Why Institutions are Essential to Entrepreneurship

Author(s): 

An economy that is performing well at one particular point in time may be outperformed in the long-run by an apparent laggard, if that lagging economy proves better able to take advantage of changing circumstances (Schumpeter, 1942). What determines which economy lags or prospers? The answer, according to Schumpeter, is entrepreneurship: the constant creation of new goods, new markets, new methods of production, and new ways of organizing. And what determines whether entrepreneurship flourishes? The answer, I submit, is institutions, institutions that nourish rather than stifle innovation and change, as we can see in the history of the modern market economy.

PROVIDED INFORMATION =>

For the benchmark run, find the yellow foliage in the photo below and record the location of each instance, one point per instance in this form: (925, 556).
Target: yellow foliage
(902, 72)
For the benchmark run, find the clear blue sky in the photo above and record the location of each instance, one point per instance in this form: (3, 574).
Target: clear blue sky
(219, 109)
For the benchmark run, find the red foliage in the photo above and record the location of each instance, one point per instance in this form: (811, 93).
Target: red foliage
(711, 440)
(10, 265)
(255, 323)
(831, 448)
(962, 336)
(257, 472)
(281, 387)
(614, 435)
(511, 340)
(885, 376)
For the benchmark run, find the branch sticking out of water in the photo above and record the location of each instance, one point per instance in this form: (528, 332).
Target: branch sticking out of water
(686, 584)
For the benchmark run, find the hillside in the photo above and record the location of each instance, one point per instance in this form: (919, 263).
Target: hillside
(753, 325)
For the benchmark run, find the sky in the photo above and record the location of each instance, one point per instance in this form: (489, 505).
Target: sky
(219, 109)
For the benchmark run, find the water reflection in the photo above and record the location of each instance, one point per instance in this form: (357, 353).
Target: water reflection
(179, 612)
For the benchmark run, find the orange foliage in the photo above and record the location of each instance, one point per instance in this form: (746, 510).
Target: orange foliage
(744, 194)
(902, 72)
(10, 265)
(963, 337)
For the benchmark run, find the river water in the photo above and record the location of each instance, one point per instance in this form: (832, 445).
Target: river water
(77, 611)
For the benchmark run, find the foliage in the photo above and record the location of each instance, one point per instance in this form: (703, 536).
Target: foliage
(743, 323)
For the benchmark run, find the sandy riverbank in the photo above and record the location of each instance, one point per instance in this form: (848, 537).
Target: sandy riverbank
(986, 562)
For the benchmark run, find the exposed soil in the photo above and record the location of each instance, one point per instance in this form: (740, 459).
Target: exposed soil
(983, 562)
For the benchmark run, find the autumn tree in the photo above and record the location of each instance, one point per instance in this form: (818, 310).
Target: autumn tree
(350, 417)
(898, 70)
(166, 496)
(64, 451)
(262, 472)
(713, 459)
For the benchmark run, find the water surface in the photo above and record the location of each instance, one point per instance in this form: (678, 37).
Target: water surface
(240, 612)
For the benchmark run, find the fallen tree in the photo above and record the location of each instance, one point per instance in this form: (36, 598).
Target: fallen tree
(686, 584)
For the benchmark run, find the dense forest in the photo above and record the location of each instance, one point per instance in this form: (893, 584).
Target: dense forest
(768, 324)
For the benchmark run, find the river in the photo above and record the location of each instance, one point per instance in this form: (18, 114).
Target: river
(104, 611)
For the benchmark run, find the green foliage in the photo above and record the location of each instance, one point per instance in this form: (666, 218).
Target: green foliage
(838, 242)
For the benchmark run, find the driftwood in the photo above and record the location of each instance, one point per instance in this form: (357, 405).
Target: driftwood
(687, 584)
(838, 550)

EXERCISE TASK 1 =>
List each of the things whose constant creation, according to the passage on institutions and entrepreneurship, makes up entrepreneurship.
EXERCISE TASK 2 =>
Reproduce the passage on institutions and entrepreneurship word for word, beginning at the words "An economy that" and stopping after "modern market economy.".
EXERCISE TASK 3 =>
In the passage on institutions and entrepreneurship, what does the author submit determines whether entrepreneurship flourishes?

EXERCISE SOLUTION 1 =>
new goods
new markets
new methods of production
new ways of organizing

EXERCISE SOLUTION 2 =>
An economy that is performing well at one particular point in time may be outperformed in the long-run by an apparent laggard, if that lagging economy proves better able to take advantage of changing circumstances (Schumpeter, 1942). What determines which economy lags or prospers? The answer, according to Schumpeter, is entrepreneurship: the constant creation of new goods, new markets, new methods of production, and new ways of organizing. And what determines whether entrepreneurship flourishes? The answer, I submit, is institutions, institutions that nourish rather than stifle innovation and change, as we can see in the history of the modern market economy.

EXERCISE SOLUTION 3 =>
Institutions that nourish rather than stifle innovation and change.